Excerpted text:
********************
On Fri, Apr 23, 2010 at 02:38:01AM +1000, Nick Piggin wrote:
Well, I've gone and done this global shrinker because I need a fix
for the problem before .34 releases, not because I like it.
Now my problem is that the accepted method of using global shrinkers
(i.e. split nr_to-scan into portions based on per-fs usage) is
causing a regression compared to not having a shrinker at all. The
context based shrinker did not cause this regression, either.
The regression is oom-killer panics with "no killable tasks" - it
kills my 1GB RAM VM dead. Without a shrinker or with the context
based shrinkers I will see one or two dd processes getting
OOM-killed maybe once every 10 or so runs on this VM, but the machine
continues to stay up. The global shrinker is turning this into a
panic, and it is happening about twice as often.
To fix this I've had to remove all the code that proportions the
reclaim across all the XFS filesystems in the system. Basically it
now walks from the first filesystem in the list to the last every
time and effectively it only reclaims from the first filesystem it
finds with reclaimable inodes.
********************
Supplied data:
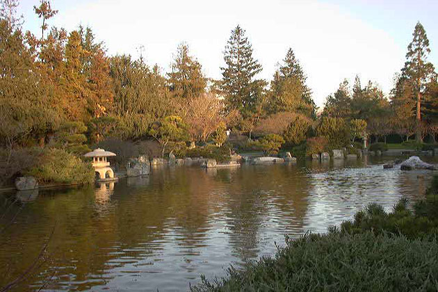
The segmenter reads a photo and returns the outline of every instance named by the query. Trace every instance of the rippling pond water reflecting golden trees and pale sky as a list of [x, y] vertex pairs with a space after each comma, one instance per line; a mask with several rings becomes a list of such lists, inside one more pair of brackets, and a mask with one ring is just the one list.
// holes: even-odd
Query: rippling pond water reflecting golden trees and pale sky
[[[275, 254], [284, 235], [326, 232], [377, 202], [423, 197], [431, 171], [383, 170], [389, 159], [156, 168], [143, 178], [0, 195], [0, 287], [47, 252], [14, 291], [187, 291]], [[52, 234], [53, 232], [53, 234]], [[52, 234], [52, 235], [51, 235]]]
********************
Work instruction 1:
Answer from the XFS shrinker message:
(a) Why was the global shrinker written?
(b) What do the oom-killer panics report?
(c) After the proportioning code was removed, which filesystem does reclaim effectively come from?
Work instruction 2: Can you take the XFS shrinker message further, picking up from where it stops?

Response box 1:
(a) A fix was needed for the problem before .34 releases.
(b) "no killable tasks"
(c) The first filesystem found with reclaimable inodes.

Response box 2:
This is exactly the behaviour the context based shrinkers give me,
without the need for adding global lists, additional locking and
traverses. Also, context based shrinkers won't re-traverse all the
filesystems, avoiding the potential for starving some filesystems of
shrinker based reclaim if filesystems earlier in the list are
putting more inodes into reclaim concurrently.
Given that this behaviour matches pretty closely to the reasons I've
already given for preferring context based per-fs shrinkers than a
global shrinker and list, can we please move forward with this API
change, Nick?
As it is, I'm going to cross my fingers and ship this global
shrinker because of time limitations, but I certainly hoping that
for .35 we can move to context based shrinking....
Cheers,
Dave.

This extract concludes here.